#### TEXTAUSZUG
Bettina Stark-WatzingerFDP - Aktuelle Stunde zu einer europäischen Bankenunion
Sehr geehrter Herr Präsident! Meine sehr geehrten Damen und Herren! Europa braucht stabile Banken und funktionsfähige Kapitalmärkte; sie sind die Grundlage für Wohlstand und Wachstum. Ich glaube, so weit sind wir uns hier alle einig. Aber unsere Einigkeit endet, wenn wir über die Ziele diskutieren, wie wir dazu kommen.
Wir sehen in diesen Tagen, dass in Brüssel die Aktivitäten zur Weiterentwicklung der Wirtschafts- und Währungsunion wieder Fahrt aufnehmen, allen voran die Diskussion über die Bankenunion. Ich bin der Ansicht, Entscheidungen von so grundlegender Bedeutung dürfen nicht hinter den verschlossenen Türen von Ministertreffen vollzogen werden. Sie gehören auf die Tagesordnung unseres Parlaments.
(Beifall bei der FDP)
Auch in der Bankenunion muss weiterhin das Grundprinzip der sozialen Marktwirtschaft, nämlich die untrennbare Verknüpfung von Risiko und Haftung, gelten. Die wirtschaftliche Lage verdeckt derzeit, dass die Risiken im Finanzsystem mitnichten beseitigt sind. Die Staatsverschuldung ist weiterhin zu hoch, das Bankensystem krisenanfällig, und der Reformwille von Staaten erlahmt.
(Beifall bei der FDP)
Otmar Issing, der Chefvolkswirt der EZB, hat in den vergangenen Tagen einen lesenswerten Beitrag in der „FAZ“ veröffentlicht. Issing schrieb:
Das Ergebnis der Sondierungsgespräche muss man als Abschied von der Vorstellung einer auf Stabilität gerichteten europäischen Gemeinschaft verstehen. Damit werden die Versprechen gebrochen, die man den Bürgern in Deutschland vor der Einführung des Euros gegeben hat.
Issing bescheinigt der CDU/CSU und der SPD damit eine – ich zitiere – „ordnungspolitische Orientierungslosigkeit“ in der Debatte. Das wollen wir ändern.
(Beifall bei der FDP sowie bei Abgeordneten der AfD)

#### AUFGABEN
(a) Beantworten Sie zur Rede über die Bankenunion diese drei Fragen:
(i) Wohin gehören nach der Rede Entscheidungen von so grundlegender Bedeutung?
(ii) Welches Grundprinzip der sozialen Marktwirtschaft muss auch in der Bankenunion gelten?
(iii) In welcher Zeitung hat Otmar Issing seinen Beitrag veröffentlicht?
(b) Führen Sie die Rede über die Bankenunion im Anschluss an ihren letzten Satz weiter.
Die Einträge werden für die Bearbeitung nicht gebraucht.

#### DATENZEILEN

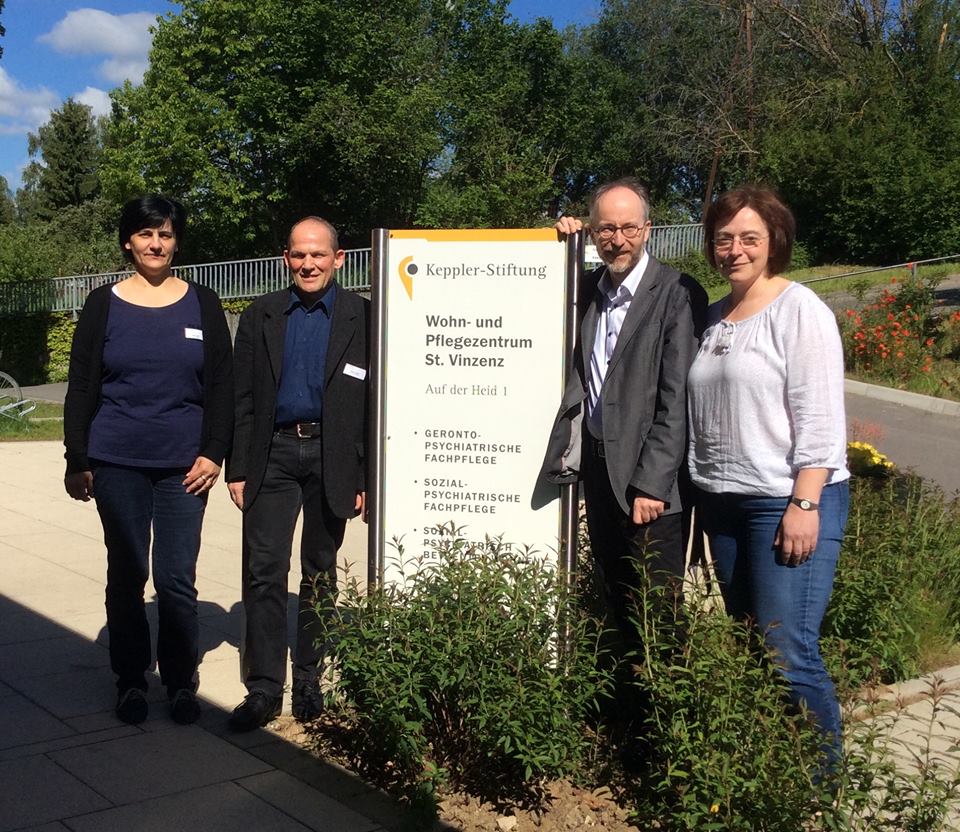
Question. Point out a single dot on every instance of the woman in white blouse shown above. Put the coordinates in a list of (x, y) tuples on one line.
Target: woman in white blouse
[(768, 443)]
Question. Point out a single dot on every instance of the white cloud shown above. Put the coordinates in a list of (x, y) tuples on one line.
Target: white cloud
[(23, 109), (119, 70), (123, 38), (96, 99)]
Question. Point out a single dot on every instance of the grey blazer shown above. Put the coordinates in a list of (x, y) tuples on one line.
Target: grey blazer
[(258, 359), (644, 390)]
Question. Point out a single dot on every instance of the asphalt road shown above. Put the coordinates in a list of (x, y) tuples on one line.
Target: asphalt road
[(929, 443)]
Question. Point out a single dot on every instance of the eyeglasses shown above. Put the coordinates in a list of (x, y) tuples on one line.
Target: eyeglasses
[(724, 242), (629, 231)]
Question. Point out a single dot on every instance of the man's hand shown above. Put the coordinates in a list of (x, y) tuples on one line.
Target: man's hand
[(646, 509), (201, 477), (568, 225), (236, 492), (797, 536), (79, 485), (360, 506)]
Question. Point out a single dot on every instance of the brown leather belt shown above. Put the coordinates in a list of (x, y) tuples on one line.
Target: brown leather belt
[(302, 430)]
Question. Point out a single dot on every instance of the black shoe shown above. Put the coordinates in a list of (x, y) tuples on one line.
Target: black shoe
[(184, 707), (307, 701), (256, 710), (131, 706)]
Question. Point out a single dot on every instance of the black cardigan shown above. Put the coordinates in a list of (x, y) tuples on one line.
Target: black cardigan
[(86, 371)]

#### ANTWORTEN JE AUFGABE
(a)
(i) Auf die Tagesordnung des Parlaments.
(ii) Die untrennbare Verknüpfung von Risiko und Haftung.
(iii) In der „FAZ“.

(b)
Deutschland war in der Vergangenheit immer ein Garant für die finanzpolitische Eigenverantwortung der Staaten. Die Große Koalition hat sich von dieser Politik verabschiedet; Risikoteilung hat heute Vorrang vor dem Prinzip der Risikovermeidung. Ein aktuelles Beispiel der von Issing angesprochenen Orientierungslosigkeit ist die Zustimmung des Finanzministers, bis Juni eine sogenannte Roadmap für eine europäische Einlagensicherung zu entwerfen. Was ist das? Die EU-Kommission will die nationalen Einlagensicherungsfonds komplett in einen europäischen Topf überführen. Bisher hat die Bundesregierung das mit der Begründung abgelehnt, dass Sparer nicht für die Guthaben von Bankkunden in anderen EU-Staaten haften dürfen. An dieser Position müssen wir festhalten.
(Beifall bei der FDP sowie bei Abgeordneten der AfD)
Ja, wir brauchen in Europa gemeinsame, harmonisierte Regeln. Grundsätzlich ist es richtig, dass auch auf europäischer Ebene Anstrengungen zur Stärkung der Einlagensicherung unternommen werden. Das darf jedoch nicht zur Quersubventionierung über Grenzen hinweg führen. Mit der bereits eingeführten und geltenden EU-Einlagensicherungsrichtlinie wurden die Grundlagen für den Schutz der Sparer ja bereits gelegt.
(Beifall bei der FDP sowie bei Abgeordneten der AfD)
Warum lehnen wir mehr Vergemeinschaftung ab? Ich nenne kurz drei Punkte:
Eine Vorbedingung der Bankenunion war immer, dass die Risiken in den Bankenbilanzen reduziert werden. Noch heute schlummern europaweit circa 950 Milliarden Euro an faulen Krediten in den Büchern der Banken. Diese zu vergemeinschaften, wäre der falsche Anreiz.
(Dr. Gerhard Schick [BÜNDNIS 90/DIE GRÜNEN]: Darum geht es auch gar nicht bei der Bankenunion!)
Es wäre falsch verstandene Solidarität und würde unsolidarisches Risikoverhalten belohnen.
(Beifall bei der FDP sowie bei Abgeordneten der AfD)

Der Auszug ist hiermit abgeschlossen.